**Given exercise:** Render every line of the items below as a JSON list of strings, one string per line, with blank lines skipped and the pictures left out.

■ ■ ■

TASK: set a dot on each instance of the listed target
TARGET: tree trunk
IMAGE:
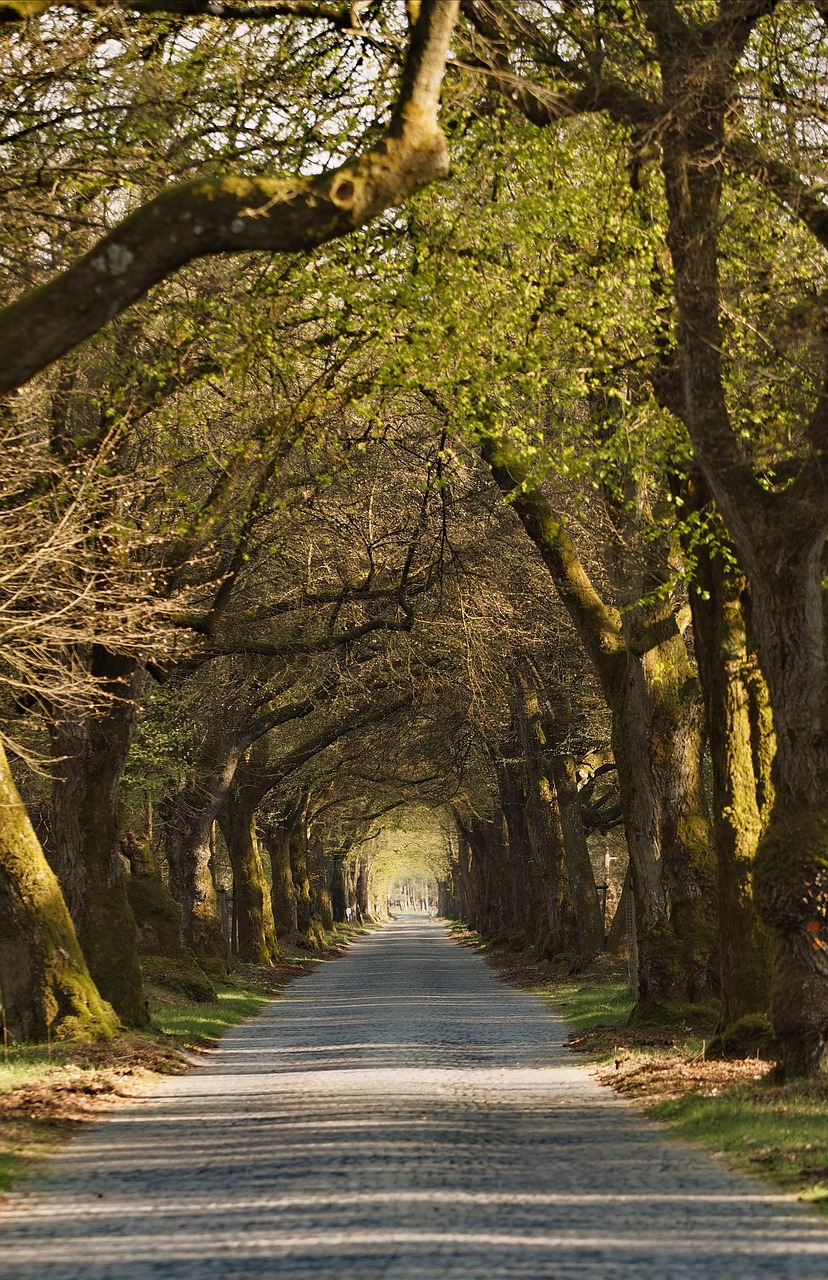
(791, 864)
(657, 744)
(338, 892)
(91, 752)
(44, 978)
(728, 680)
(277, 840)
(188, 817)
(780, 539)
(256, 931)
(321, 905)
(655, 707)
(305, 931)
(582, 892)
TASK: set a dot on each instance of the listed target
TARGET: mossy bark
(319, 864)
(159, 922)
(90, 755)
(45, 982)
(581, 877)
(256, 928)
(740, 741)
(657, 736)
(657, 743)
(277, 842)
(158, 914)
(187, 818)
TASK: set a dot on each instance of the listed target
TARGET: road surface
(399, 1115)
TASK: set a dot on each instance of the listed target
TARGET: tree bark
(91, 752)
(188, 816)
(233, 214)
(731, 682)
(46, 986)
(256, 928)
(582, 892)
(655, 707)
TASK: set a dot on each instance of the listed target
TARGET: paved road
(402, 1115)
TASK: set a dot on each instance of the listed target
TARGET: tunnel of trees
(412, 474)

■ ■ ■

**Finished task:**
[
  "TASK: set a dot on each instance of the listed target",
  "TARGET: tree trunk",
  "IMAGE:",
  "(791, 864)",
  "(657, 744)",
  "(338, 892)",
  "(91, 752)",
  "(44, 978)",
  "(728, 680)",
  "(277, 840)",
  "(188, 817)",
  "(780, 539)",
  "(256, 931)",
  "(321, 905)",
  "(655, 707)",
  "(305, 931)",
  "(582, 892)",
  "TASK: set a dot on each instance of the listed target",
  "TARGET: mossy bark",
  "(319, 864)",
  "(159, 922)",
  "(90, 755)",
  "(45, 982)",
  "(581, 877)",
  "(256, 928)",
  "(740, 741)",
  "(657, 736)",
  "(657, 743)",
  "(277, 842)",
  "(158, 914)",
  "(187, 818)",
  "TASK: set a dot on each instance of the listed target",
  "TARGET: road surface",
  "(399, 1115)",
  "TASK: set a dot on each instance of the listed target",
  "TARGET: tree bark",
  "(91, 752)",
  "(188, 816)",
  "(233, 214)",
  "(731, 682)",
  "(46, 986)",
  "(256, 928)",
  "(582, 892)",
  "(655, 707)",
  "TASK: set a dot on each instance of the listed target",
  "TARGET: paved road",
  "(402, 1115)",
  "TASK: set a dot on each instance of the listed target",
  "TARGET: tunnel of trees",
  "(412, 474)"
]